(Collected data)
-------
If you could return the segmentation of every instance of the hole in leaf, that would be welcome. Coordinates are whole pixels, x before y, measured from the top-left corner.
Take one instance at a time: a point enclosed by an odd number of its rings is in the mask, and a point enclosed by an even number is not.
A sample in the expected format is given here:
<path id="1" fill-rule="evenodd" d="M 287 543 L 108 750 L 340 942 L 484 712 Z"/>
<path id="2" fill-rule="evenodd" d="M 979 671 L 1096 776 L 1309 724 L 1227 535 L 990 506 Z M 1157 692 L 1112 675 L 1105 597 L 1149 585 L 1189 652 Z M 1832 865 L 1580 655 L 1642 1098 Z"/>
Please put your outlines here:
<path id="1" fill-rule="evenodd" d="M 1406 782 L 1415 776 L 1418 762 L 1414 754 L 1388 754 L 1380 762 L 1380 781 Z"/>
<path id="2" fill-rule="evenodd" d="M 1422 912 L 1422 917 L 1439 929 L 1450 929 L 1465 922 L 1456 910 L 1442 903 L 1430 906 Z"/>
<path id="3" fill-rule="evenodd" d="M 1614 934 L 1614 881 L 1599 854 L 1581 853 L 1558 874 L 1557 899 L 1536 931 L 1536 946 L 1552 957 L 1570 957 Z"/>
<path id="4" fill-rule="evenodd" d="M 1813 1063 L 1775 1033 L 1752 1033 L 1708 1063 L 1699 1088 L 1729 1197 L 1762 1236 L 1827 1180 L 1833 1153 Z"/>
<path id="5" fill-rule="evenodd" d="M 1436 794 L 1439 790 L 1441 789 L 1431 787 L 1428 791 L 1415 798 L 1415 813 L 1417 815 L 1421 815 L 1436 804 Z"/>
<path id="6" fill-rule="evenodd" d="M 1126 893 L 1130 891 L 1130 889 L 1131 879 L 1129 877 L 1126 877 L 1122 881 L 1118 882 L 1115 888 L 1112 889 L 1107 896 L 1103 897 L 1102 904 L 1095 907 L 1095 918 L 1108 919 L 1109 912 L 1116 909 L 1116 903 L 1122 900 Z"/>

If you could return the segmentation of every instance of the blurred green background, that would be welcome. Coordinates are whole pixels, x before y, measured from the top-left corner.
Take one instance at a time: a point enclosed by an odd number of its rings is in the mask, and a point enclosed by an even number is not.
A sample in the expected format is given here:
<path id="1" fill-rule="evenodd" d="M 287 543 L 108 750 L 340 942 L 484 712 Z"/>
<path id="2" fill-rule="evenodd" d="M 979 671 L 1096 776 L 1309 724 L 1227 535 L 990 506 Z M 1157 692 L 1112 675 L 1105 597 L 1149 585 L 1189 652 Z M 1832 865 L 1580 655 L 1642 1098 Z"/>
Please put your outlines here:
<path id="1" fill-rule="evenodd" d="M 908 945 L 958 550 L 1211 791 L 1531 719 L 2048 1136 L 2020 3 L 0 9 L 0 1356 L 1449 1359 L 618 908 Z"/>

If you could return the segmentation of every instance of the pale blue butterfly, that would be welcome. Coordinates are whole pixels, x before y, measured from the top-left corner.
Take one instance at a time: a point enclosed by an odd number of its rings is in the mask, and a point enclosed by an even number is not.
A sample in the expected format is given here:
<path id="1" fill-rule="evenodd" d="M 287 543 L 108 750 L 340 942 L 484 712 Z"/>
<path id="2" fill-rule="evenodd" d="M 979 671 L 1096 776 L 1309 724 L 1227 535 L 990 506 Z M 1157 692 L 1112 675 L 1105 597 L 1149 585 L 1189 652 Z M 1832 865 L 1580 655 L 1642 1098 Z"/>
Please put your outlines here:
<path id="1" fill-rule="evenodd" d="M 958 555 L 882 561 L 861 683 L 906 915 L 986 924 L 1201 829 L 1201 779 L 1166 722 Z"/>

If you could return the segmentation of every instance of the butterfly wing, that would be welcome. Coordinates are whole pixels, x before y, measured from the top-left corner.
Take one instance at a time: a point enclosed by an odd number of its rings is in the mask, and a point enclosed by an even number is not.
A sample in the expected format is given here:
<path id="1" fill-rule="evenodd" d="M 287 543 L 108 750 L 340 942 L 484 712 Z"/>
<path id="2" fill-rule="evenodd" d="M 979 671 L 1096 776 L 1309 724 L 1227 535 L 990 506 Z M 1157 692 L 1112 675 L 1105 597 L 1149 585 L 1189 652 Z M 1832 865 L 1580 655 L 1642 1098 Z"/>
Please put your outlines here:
-------
__What the exercise asks__
Only one stretch of the data is wanted: the lines from the one with "of the butterfly" through the last, repeated exactly.

__Answer box__
If you could return the segmentation of every instance of the butterfly wing, that would be welcome. Coordinates are whole pixels, x before y, measured from the top-left corner.
Take one instance at a time: a point enclosed by an odd number of its rings is in the mask, and a point enclosed by an even number is not.
A sample in the expected format is given here:
<path id="1" fill-rule="evenodd" d="M 287 543 L 108 750 L 340 942 L 484 712 Z"/>
<path id="2" fill-rule="evenodd" d="M 979 671 L 1096 776 L 1309 724 L 1227 535 L 990 506 Z M 1157 692 L 1112 675 L 1105 597 L 1149 585 L 1189 652 Z M 1832 865 L 1580 655 L 1642 1098 Z"/>
Please put your outlines here:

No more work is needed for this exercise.